# Snook Season Feb 1 ST



## Kozlow (Oct 25, 2002)

Snook : Closed season in all state waters of the Atlantic Ocean north and east of the Dade-Monroe County Line, except in waters of Everglades National Park, during the months of June, July and August. Not less than 26 in.or more than 34 in. 

Guides are not allowed to keep a bag limit while on a paying charter. Closed season Dec-15 thru Jan 31 and June, July, Aug. 

$2.00 snook stamp required 
Daily Limit 2 
Snook 
Closed season in all state waters of the Atlantic Ocean south and west of the Dade-Monroe County Line, in all state waters of the Gulf of Mexico, and in waters of Everglades National Park, during the months of May, June, July, and August.

Not less than 26 in.or more than 34 in. Guides are not allowed to keep a bag limit while on a paying charter. Closed season Dec-15 thru Jan 31 and June, July, Aug. 
Daily Limit 1
$2.00 snook stamp required 

Gear up

T<---->Lines

Kozlow


----------



## Beachbms (Jan 10, 2003)

having not done any surf fishing this time of year in the past, hope this is not a nobrainer question. Do you catch snook in the surf and how?


----------



## Kozlow (Oct 25, 2002)

http://www.florida-outdoors.com/fssnook.htm http://www.fishsanibel.com/fish/centropomidae.htm#Common%20Snook 
I have caught them in the surf and in the
Banana river best fish you ever tasted in your life.
T<---->Lines
Kozlow


----------



## Beachbms (Jan 10, 2003)

Hey thanks Kozlow, sounds as though south of canaveral is best, may have to head down to your beach when the water warms a bit. thanks again!


----------



## The Bucket (Mar 4, 2001)

Hey KOZ,

How many snook have you landed ? Biggest ?? Peferred technique/catch method ??? Tastes like ???? Based on all the great things `bout Snook I heard I was hard after'em.

Wild Bill & I saw 2 or 3 caught on live shrimp off Bokeelia pier over Thanksgiving - always a bridesmaid never a bride  

Also hear they'll eat a yozuri ?!

Hey Jighead, What is West/Gulf Coast FLA regs on Snook ? Was open over Thanksigiving for Snook >28" and was a 1 or 2 bag limit ?? And hey did we need a Snook stamp there also to keep one 

Dress warm & go fish,

`bucket


----------



## Jighead (Dec 1, 2002)

Bucket,

If I understand right, its 26" - 34" in natural state(no messing with tails or anything).

Needed Snook stamp to keep or posses(like your hinting too me)...limit two per person per day.

Season closed Dec.15-Jan.31 and May,June,July & August(Gulf Coast adds extra month of May).

Found new spot but haven't been able to try it do to weather. On scouting trip,no one was catching do to weather. Will update when(if)I actualy catch something.

Pointing dataset records

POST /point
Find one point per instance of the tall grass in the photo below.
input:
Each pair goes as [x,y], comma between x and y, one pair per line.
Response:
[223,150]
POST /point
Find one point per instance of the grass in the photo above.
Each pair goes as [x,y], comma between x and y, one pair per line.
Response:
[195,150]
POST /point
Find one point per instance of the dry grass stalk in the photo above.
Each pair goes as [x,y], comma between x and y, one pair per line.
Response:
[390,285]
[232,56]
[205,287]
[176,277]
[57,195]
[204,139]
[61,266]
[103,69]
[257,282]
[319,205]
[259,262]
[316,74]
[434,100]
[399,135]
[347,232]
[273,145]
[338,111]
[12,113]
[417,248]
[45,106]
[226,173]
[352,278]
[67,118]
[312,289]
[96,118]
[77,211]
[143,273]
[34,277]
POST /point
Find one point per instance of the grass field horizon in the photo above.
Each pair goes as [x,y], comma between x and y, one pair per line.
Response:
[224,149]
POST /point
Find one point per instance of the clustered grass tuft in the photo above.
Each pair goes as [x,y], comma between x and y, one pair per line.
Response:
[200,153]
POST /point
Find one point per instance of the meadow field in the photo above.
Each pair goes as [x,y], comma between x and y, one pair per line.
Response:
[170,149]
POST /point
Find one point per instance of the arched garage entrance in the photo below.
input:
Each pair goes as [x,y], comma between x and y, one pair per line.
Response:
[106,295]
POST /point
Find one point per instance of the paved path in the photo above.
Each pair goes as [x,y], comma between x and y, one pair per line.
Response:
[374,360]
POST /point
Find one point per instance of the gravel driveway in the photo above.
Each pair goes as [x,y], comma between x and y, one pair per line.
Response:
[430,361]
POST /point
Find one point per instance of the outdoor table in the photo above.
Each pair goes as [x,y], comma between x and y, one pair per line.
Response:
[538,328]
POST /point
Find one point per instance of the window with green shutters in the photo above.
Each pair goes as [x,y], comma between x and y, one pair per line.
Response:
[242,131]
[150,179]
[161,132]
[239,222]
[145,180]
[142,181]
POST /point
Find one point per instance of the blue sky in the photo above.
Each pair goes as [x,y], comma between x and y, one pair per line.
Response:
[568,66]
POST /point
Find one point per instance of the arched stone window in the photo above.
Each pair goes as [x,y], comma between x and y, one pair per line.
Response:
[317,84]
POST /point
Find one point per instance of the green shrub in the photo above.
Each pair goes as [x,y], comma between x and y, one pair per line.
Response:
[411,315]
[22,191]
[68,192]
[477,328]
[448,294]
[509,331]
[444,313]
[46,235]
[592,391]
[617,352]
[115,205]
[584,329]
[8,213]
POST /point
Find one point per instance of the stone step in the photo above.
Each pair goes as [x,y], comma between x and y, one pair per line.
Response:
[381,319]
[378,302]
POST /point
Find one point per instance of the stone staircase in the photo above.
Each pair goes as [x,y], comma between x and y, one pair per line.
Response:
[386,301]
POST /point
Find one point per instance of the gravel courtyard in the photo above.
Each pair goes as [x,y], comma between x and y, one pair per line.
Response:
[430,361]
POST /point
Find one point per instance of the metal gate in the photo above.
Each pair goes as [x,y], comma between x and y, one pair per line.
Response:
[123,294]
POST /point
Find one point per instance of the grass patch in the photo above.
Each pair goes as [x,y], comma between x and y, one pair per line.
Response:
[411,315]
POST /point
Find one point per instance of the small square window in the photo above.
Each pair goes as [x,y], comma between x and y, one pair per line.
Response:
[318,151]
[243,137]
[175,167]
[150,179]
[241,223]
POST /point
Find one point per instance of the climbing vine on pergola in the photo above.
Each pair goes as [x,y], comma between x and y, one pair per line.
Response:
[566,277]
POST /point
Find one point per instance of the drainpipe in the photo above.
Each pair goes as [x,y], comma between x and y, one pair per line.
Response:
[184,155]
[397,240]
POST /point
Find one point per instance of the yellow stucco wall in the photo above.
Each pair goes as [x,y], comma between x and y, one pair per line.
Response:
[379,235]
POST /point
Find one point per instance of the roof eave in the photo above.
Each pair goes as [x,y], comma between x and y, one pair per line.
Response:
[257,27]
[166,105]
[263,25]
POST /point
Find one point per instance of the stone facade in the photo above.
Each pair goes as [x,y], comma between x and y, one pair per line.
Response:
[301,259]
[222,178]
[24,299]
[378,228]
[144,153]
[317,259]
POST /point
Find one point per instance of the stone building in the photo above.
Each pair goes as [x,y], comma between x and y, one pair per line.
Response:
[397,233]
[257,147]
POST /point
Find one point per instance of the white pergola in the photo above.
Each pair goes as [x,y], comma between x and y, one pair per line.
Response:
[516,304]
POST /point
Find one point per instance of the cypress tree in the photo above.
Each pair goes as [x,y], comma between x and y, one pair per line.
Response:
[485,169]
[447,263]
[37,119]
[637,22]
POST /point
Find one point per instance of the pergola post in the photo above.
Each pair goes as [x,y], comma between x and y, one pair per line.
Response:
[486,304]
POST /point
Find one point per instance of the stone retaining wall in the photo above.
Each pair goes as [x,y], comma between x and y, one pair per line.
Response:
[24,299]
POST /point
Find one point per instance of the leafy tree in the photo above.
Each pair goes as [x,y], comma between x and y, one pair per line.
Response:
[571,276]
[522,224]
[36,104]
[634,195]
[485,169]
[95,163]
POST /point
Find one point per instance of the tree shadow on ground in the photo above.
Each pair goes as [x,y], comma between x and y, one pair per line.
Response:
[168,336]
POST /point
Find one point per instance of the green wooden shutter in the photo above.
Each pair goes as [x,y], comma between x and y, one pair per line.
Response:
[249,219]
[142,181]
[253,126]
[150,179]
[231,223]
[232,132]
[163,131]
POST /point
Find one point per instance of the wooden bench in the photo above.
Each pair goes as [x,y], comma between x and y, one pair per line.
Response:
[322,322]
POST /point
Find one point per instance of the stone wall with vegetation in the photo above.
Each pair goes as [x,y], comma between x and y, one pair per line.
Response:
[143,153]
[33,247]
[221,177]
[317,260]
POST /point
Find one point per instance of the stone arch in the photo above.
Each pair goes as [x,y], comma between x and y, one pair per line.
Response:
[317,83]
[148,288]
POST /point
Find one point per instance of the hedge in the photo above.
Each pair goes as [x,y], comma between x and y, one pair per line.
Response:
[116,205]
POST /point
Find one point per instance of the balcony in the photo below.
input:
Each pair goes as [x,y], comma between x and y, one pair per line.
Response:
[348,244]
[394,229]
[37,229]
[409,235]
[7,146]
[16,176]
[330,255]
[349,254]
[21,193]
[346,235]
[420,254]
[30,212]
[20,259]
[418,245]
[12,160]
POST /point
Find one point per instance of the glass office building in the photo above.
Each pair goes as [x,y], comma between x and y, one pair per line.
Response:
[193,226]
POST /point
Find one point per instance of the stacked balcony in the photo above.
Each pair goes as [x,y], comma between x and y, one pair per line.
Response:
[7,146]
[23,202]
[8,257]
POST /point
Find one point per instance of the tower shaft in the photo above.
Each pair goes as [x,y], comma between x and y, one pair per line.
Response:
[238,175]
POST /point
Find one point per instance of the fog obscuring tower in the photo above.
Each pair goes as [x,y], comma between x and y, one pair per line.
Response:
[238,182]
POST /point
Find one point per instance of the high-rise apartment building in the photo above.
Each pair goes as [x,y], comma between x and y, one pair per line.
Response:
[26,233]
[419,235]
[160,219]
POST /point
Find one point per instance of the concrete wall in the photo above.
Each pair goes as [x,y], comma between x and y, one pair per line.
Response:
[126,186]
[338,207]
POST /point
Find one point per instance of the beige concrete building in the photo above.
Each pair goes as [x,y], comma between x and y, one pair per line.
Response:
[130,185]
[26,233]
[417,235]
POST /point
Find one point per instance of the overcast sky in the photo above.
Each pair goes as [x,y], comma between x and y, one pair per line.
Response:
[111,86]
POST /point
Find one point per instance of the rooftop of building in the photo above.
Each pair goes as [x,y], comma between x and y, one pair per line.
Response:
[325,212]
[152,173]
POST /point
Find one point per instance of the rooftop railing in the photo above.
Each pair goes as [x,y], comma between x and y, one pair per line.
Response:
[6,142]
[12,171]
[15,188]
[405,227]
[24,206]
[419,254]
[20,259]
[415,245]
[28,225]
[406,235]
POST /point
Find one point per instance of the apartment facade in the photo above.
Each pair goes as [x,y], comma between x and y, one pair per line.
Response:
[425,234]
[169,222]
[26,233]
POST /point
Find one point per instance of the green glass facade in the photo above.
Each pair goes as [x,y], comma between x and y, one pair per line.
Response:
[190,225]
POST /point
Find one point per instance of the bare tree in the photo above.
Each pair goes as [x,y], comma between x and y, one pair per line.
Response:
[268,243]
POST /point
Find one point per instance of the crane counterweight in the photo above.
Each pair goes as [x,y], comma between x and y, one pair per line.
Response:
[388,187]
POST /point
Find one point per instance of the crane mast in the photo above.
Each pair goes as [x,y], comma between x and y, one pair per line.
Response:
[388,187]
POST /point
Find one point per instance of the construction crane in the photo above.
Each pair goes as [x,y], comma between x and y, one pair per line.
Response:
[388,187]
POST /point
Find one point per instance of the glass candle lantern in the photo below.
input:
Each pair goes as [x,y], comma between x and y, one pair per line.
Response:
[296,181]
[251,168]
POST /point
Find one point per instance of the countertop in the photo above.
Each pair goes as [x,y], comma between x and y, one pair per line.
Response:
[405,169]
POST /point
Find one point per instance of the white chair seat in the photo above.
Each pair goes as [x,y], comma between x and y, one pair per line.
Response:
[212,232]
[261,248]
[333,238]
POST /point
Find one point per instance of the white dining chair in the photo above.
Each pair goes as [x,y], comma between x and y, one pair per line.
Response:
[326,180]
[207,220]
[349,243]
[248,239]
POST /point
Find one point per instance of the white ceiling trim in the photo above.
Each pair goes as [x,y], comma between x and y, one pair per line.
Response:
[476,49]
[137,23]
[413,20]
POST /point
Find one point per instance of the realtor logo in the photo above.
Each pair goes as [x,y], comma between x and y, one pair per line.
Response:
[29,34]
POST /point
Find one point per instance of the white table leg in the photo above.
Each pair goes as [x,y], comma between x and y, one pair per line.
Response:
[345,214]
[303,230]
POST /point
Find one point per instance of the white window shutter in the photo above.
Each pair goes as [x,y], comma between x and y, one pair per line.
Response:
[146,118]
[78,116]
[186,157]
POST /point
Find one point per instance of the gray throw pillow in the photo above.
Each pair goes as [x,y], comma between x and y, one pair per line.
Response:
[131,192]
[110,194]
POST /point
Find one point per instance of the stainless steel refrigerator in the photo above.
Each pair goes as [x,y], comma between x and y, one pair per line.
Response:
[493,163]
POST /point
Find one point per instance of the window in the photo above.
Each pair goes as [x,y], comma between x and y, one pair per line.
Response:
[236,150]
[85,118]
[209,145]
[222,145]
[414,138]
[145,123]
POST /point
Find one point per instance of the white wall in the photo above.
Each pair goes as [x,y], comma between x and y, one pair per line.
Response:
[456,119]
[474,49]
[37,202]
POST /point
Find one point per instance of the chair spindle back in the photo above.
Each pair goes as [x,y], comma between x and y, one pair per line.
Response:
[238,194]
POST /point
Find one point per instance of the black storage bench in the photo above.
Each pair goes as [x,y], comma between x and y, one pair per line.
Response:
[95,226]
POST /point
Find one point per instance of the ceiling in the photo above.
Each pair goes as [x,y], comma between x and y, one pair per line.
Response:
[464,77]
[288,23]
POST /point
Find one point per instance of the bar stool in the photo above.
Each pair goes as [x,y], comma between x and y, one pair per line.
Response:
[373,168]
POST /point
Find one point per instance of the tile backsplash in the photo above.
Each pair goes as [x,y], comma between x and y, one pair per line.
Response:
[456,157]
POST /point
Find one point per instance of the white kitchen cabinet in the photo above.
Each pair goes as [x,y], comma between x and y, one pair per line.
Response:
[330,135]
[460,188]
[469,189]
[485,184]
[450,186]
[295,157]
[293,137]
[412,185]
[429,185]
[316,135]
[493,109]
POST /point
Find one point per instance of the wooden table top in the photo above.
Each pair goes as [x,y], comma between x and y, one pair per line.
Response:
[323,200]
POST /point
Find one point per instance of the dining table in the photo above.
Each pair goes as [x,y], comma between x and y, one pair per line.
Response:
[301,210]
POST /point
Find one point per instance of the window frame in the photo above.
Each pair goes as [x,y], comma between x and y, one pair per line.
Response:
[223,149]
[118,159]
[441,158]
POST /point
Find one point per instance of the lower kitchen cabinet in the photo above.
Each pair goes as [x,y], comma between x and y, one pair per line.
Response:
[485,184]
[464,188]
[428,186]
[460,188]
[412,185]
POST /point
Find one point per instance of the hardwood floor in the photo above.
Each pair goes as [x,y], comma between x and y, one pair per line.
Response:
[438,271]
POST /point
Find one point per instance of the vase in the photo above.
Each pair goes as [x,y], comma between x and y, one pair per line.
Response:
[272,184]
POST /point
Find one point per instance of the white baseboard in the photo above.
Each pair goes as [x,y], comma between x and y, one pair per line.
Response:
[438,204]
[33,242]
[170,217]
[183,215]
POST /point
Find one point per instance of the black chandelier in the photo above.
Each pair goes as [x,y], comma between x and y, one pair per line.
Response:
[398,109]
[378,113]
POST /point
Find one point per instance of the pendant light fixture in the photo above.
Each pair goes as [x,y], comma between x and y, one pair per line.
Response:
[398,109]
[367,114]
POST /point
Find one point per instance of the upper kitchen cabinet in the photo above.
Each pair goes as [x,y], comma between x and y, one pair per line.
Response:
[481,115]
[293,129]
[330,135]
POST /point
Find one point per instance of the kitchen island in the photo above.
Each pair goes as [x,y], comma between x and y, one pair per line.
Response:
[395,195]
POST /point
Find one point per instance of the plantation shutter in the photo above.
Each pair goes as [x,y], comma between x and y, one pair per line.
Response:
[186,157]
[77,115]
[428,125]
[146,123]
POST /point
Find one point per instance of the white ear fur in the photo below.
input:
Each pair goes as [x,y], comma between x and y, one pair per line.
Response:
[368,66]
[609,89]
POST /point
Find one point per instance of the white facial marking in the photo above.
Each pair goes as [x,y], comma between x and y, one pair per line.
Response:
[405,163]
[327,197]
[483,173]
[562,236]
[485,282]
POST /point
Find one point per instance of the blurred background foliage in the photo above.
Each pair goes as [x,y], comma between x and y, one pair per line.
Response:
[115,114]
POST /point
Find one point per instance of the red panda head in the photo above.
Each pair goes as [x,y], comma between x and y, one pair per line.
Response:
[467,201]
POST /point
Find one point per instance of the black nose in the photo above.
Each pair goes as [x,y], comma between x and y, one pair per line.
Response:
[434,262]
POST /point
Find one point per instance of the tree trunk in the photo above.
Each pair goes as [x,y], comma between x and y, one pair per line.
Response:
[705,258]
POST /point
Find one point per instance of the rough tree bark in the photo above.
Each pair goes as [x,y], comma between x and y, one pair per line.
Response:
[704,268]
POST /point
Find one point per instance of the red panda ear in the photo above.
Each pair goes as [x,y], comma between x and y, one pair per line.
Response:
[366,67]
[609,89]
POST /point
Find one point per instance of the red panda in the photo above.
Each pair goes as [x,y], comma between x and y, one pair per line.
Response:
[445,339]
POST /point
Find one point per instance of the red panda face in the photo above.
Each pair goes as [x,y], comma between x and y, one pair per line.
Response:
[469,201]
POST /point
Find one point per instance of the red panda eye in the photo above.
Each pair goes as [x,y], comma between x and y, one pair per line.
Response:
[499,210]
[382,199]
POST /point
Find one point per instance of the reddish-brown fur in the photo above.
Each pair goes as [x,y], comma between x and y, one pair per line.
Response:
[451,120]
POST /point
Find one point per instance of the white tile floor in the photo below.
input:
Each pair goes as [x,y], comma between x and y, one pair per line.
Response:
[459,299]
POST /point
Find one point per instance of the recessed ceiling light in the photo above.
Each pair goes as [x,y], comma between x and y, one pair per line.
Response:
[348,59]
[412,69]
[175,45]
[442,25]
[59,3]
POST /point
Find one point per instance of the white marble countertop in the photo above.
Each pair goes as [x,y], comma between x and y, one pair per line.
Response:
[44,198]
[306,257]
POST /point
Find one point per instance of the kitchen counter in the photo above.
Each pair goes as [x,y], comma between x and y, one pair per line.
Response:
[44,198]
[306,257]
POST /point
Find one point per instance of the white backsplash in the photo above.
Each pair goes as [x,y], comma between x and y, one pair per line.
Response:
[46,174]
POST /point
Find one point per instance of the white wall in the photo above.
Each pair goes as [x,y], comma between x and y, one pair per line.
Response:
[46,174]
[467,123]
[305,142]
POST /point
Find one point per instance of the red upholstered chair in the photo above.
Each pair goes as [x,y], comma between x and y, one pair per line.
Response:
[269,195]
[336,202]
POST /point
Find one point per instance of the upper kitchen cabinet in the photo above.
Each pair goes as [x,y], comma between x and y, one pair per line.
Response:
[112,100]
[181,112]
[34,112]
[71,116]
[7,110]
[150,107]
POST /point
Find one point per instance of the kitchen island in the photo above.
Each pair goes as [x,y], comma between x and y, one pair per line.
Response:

Required task
Can you extend the snook season forum thread from the point where it stops?

Final answer
Tight lines,

Jighead


----------



## Kozlow (Oct 25, 2002)

Hey Bucket
I have caught 4.5 so far down here.
2 on gold spoons in the surf near Sabastian
Inlet they were 29 and 32. 1 in Flamingo on a trip with a freind using Grasshopper Jigs.
That one was 27 inches but had to let him go, out of season in the park at that time of
the year.  And the last one in the Indian River Jiging live shrimp wading in the river and casting near docks along the rivers edge. He was 26. 
Penn 704z 20# test
The 1st time I tasted a snook it was great
it almost tasted like cod to me very lite flaky texture,never tasted a better fish.
And I guess I can tell you about the one I
caught in my cast net off the Melbourne
Beach Pier at 3 AM. One hot Summers night
looking for bait for in the AM.
Low and behold, thought I hit a very large school of bait fish when my cast net started
pulling me over the rail at the pier. He was 28 inches I happen to like that method best
of all.
  

T<---->Lines
Kozlow
FYI/ never cook a snook with the skin on.


----------



## Jighead (Dec 1, 2002)

Kozlow,

Noted the .5 

Was that a case of "fish head...fish head...rolly polly fish head...."shark snack?


----------



## Kozlow (Oct 25, 2002)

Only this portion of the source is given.